La nouvelle loi égyptienne relative à l’investissement met l’accent sur le développement durable et la facilitation

À l’heure où le monde est témoin des changements fondamentaux ayant lieu aux échelons national et international en faveur d’une nouvelle génération de traités, de lois, de politiques et de réglementations de l’investissement, l’Égypte contribue à ce processus par le remaniement de ses cadres juridiques national et international régissant l’investissement.

L’élément saillant de cette contribution est la nouvelle Loi égyptienne relative à l’investissement n° 72 de 2017[1]. En remplacement d’une loi relative aux investissements datant de plus de vingt ans, la nouvelle loi marque un tournant manifeste de la politique d’investissement, mettant l’accent sur la qualité des IED plutôt que sur leur quantité, conformément à la Stratégie égyptienne pour le développement durable adoptée en 2015 (la Vision 2030 de l’Égypte)[2].

## SECTION DES DONNÉES
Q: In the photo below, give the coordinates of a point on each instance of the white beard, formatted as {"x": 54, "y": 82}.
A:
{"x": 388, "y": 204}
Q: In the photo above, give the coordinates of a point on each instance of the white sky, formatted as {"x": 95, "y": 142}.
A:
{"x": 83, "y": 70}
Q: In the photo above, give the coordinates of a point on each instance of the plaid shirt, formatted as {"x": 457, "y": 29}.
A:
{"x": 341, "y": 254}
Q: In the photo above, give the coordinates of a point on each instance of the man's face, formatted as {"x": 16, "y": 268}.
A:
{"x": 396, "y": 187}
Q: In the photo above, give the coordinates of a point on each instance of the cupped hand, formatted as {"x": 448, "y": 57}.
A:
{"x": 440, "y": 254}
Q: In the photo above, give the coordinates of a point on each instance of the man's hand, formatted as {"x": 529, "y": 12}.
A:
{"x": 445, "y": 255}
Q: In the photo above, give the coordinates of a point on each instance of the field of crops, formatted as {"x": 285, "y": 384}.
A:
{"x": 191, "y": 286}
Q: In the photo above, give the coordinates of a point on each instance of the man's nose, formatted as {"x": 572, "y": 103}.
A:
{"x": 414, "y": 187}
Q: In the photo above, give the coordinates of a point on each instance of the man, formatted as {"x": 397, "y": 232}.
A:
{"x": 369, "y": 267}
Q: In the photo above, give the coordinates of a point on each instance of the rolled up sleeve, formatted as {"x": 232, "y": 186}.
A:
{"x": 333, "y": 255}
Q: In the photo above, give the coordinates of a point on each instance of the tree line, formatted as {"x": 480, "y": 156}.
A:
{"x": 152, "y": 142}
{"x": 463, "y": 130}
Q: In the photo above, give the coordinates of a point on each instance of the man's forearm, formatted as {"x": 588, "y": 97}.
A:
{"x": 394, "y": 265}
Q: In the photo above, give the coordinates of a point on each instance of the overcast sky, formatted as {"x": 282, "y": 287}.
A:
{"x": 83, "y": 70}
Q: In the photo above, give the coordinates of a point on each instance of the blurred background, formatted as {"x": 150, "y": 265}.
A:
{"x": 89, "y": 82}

* * *

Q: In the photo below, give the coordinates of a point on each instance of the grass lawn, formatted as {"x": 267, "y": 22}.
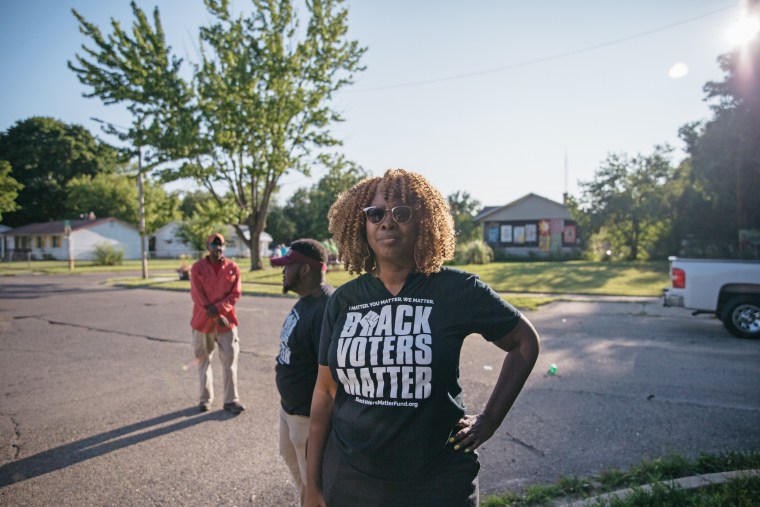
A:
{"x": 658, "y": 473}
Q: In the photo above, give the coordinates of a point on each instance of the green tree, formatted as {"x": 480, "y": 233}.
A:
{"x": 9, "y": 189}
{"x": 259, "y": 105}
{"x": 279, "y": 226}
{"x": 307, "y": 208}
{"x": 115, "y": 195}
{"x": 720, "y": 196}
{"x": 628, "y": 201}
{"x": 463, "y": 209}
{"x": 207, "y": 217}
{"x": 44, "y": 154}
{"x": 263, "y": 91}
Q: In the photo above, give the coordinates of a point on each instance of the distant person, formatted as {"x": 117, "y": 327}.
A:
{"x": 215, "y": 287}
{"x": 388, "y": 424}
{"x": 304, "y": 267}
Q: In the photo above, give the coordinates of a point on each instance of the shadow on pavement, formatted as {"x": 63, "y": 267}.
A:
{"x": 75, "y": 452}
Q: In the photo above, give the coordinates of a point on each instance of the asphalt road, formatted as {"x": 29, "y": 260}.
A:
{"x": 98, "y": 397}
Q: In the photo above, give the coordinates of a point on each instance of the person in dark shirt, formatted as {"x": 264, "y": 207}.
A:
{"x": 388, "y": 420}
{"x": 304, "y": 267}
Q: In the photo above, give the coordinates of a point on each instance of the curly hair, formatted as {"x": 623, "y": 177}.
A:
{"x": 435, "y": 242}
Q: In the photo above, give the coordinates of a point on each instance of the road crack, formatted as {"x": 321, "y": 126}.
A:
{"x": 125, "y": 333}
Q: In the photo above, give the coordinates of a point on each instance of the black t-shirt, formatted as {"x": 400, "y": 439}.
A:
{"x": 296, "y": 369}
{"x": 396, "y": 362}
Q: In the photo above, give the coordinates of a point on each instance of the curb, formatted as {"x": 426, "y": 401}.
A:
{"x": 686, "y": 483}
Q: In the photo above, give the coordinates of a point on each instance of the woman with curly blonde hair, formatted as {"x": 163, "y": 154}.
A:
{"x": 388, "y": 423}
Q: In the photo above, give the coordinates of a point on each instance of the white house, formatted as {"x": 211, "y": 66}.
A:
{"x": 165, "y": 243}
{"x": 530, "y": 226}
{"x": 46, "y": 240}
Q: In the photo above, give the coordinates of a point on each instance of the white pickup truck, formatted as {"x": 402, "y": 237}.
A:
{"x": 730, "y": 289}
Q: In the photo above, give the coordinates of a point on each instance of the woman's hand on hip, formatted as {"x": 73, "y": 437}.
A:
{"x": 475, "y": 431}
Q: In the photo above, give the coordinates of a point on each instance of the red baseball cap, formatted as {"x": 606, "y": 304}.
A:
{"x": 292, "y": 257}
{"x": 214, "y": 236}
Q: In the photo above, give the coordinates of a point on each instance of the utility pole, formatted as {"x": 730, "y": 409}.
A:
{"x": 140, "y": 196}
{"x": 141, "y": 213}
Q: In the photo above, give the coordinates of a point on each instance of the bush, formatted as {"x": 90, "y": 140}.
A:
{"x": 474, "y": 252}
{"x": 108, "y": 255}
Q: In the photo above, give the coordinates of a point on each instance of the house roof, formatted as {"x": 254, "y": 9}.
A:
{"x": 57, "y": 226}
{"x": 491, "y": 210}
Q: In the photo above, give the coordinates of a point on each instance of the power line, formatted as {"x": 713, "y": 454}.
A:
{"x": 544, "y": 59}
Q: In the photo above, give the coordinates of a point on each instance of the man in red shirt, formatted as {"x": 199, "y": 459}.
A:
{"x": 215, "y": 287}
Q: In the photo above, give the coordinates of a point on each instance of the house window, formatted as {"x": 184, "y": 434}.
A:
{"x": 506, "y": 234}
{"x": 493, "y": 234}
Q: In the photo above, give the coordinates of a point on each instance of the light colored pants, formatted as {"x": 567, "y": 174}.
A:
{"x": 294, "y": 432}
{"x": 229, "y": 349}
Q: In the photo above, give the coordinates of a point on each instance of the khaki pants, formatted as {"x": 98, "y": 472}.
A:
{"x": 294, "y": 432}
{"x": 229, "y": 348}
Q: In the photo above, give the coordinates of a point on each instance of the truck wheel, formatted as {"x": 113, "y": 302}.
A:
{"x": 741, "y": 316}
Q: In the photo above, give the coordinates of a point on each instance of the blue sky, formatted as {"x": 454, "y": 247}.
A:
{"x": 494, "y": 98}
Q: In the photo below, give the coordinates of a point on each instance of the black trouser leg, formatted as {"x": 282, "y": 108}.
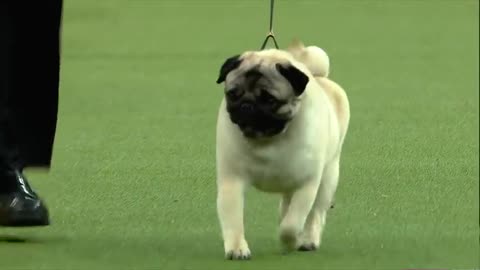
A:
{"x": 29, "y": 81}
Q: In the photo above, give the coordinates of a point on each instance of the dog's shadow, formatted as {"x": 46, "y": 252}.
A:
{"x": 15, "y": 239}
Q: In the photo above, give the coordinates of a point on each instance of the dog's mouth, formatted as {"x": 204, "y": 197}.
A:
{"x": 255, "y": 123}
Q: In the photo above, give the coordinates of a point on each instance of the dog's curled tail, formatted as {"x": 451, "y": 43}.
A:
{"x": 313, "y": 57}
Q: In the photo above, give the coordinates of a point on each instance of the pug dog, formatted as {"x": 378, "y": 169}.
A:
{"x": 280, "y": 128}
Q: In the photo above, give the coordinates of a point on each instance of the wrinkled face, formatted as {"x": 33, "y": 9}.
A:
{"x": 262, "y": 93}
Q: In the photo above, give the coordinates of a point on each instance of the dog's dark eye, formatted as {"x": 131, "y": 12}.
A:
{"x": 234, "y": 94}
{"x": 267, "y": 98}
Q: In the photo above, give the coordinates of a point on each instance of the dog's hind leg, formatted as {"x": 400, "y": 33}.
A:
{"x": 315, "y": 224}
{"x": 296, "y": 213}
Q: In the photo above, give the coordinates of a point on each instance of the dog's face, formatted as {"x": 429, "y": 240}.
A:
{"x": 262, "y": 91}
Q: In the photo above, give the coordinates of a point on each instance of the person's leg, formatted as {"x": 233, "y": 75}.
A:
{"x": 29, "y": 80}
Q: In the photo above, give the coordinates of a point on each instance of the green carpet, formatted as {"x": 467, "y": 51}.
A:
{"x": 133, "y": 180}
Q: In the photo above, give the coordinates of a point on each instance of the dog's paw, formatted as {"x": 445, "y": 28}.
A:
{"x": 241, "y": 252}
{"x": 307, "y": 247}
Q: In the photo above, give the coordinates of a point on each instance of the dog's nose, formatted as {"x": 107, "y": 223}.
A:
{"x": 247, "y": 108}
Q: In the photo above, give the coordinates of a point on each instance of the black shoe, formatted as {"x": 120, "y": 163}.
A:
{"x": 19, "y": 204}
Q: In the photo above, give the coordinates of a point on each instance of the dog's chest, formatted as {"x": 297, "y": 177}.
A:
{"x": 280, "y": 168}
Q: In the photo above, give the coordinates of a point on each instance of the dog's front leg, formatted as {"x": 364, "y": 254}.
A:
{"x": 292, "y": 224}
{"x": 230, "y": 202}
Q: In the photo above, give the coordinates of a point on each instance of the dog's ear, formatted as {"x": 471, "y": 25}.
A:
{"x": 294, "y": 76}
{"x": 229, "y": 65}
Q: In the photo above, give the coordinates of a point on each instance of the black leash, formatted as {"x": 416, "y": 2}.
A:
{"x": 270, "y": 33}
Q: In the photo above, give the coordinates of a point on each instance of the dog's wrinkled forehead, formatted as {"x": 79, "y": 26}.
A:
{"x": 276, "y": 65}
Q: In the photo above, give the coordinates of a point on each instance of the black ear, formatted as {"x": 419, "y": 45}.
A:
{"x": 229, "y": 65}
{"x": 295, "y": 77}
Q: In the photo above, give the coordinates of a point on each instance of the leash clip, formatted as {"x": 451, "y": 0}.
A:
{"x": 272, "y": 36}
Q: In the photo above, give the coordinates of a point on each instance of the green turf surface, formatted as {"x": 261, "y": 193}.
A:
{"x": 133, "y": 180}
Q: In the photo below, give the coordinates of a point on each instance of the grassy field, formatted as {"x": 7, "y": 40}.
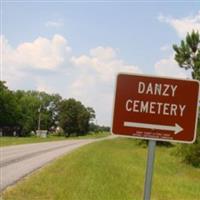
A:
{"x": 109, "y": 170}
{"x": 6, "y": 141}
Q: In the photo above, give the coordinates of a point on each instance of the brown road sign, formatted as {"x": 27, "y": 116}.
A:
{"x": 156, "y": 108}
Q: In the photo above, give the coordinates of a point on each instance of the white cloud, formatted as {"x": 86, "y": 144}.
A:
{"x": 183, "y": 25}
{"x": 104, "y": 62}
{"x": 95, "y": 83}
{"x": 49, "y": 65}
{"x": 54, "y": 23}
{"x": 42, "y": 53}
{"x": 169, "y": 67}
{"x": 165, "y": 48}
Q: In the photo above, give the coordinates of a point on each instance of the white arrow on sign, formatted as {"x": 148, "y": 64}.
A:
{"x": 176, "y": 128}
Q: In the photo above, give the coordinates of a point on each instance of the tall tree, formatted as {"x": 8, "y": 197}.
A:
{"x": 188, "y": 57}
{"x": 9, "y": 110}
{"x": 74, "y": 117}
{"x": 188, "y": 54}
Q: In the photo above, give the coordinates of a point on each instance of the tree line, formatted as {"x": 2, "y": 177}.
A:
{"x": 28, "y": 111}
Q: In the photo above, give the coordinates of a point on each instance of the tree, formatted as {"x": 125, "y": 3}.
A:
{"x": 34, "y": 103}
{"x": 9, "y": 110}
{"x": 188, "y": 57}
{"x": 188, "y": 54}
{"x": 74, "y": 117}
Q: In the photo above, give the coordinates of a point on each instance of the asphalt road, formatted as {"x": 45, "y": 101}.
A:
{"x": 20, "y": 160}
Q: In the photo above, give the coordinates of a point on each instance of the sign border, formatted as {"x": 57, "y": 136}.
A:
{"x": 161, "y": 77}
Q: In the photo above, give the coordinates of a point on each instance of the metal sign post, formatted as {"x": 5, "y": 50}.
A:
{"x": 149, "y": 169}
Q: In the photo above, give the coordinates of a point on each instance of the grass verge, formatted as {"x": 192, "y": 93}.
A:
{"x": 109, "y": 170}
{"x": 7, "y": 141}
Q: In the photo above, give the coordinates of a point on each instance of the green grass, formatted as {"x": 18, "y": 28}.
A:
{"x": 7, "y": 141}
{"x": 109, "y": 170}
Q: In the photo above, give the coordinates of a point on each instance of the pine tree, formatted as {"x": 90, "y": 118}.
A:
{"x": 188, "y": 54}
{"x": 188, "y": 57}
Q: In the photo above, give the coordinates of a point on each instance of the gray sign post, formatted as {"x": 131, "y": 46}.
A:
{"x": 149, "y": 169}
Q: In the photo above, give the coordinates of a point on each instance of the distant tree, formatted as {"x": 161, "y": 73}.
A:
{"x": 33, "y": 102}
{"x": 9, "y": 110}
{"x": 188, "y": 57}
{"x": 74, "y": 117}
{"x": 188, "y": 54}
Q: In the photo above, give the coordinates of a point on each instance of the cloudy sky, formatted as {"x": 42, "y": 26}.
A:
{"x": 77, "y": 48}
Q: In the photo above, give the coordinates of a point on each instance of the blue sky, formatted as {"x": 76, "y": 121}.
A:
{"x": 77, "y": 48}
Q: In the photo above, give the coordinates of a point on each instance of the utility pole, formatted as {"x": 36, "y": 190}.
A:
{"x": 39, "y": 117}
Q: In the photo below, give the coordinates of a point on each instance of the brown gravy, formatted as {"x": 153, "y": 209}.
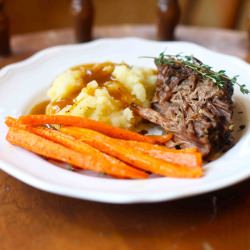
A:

...

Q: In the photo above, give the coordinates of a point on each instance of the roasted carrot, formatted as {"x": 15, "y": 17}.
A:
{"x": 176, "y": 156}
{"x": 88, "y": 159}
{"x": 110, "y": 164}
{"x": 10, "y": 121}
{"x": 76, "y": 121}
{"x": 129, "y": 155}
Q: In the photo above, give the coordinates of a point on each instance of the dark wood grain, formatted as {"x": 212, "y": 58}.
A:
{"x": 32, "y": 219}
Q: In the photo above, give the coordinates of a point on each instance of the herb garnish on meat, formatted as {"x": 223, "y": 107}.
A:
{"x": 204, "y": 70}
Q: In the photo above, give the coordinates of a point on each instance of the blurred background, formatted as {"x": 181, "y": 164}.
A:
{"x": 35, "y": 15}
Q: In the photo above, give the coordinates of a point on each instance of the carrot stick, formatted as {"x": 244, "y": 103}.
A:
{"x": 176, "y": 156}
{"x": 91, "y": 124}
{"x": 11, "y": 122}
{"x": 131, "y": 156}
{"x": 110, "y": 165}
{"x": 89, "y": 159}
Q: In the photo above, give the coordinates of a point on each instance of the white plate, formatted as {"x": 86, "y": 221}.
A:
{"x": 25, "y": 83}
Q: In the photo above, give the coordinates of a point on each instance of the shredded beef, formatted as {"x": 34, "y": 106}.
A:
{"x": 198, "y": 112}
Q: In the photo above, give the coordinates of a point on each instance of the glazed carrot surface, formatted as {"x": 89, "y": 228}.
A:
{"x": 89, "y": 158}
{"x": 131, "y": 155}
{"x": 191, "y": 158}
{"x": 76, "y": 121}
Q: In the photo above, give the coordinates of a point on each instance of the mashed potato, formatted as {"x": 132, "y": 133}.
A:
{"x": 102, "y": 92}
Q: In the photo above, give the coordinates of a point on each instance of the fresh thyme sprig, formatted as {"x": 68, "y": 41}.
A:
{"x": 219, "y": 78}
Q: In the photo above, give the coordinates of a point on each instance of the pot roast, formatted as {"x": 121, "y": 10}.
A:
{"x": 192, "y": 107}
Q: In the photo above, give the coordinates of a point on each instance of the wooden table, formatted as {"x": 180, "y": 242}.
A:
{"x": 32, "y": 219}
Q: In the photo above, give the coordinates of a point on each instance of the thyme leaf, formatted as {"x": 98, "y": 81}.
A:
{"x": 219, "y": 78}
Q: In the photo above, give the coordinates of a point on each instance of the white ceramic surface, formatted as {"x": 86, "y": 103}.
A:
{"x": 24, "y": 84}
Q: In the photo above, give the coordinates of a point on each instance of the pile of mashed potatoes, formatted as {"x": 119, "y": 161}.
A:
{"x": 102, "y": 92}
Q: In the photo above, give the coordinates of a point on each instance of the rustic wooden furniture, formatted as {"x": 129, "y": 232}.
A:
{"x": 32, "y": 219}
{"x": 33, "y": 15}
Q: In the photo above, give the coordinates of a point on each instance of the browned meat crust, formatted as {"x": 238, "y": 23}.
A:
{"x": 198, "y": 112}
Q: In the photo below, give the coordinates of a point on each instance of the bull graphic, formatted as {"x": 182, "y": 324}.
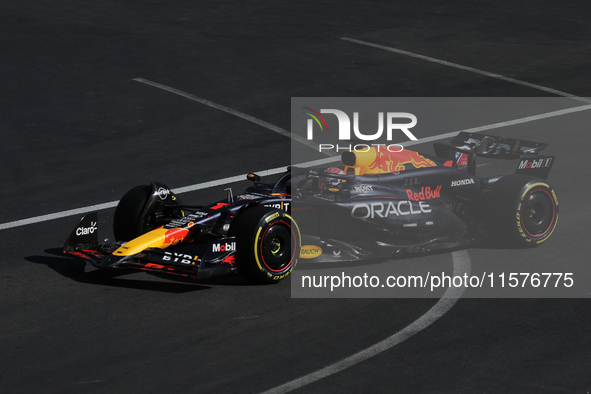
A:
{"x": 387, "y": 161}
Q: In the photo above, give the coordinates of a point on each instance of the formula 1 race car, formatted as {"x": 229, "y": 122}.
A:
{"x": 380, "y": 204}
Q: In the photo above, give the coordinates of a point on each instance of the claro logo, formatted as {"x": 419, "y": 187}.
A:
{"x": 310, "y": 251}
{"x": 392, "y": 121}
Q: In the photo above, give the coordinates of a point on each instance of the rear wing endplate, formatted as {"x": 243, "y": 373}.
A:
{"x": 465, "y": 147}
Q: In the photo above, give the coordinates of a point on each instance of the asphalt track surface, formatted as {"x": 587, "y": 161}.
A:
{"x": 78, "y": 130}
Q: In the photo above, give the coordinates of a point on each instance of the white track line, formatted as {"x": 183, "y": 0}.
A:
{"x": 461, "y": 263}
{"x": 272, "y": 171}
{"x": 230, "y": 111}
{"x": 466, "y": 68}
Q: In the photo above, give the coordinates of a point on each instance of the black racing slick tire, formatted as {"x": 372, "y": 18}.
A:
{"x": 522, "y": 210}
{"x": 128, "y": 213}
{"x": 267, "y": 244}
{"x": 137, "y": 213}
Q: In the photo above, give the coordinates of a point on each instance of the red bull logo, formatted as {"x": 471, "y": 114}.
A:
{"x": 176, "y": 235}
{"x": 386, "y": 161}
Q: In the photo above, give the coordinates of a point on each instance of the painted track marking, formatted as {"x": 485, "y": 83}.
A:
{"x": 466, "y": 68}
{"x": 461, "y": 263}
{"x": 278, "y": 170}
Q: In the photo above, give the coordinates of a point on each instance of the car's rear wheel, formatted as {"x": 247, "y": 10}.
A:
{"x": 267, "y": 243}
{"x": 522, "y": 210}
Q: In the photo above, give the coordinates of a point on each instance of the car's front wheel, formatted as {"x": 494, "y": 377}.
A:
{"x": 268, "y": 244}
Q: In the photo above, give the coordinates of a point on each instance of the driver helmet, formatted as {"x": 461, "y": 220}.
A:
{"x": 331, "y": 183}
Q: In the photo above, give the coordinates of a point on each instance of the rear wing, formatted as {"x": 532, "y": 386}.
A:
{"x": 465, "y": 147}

## CONSIGNES ET EXIGENCES
D'après le texte source, quelle loi la Loi égyptienne relative à l'investissement n° 72 de 2017 vient-elle remplacer ? Répondez uniquement à partir du texte source.

## RÉPONSE
Elle remplace une loi relative aux investissements datant de plus de vingt ans.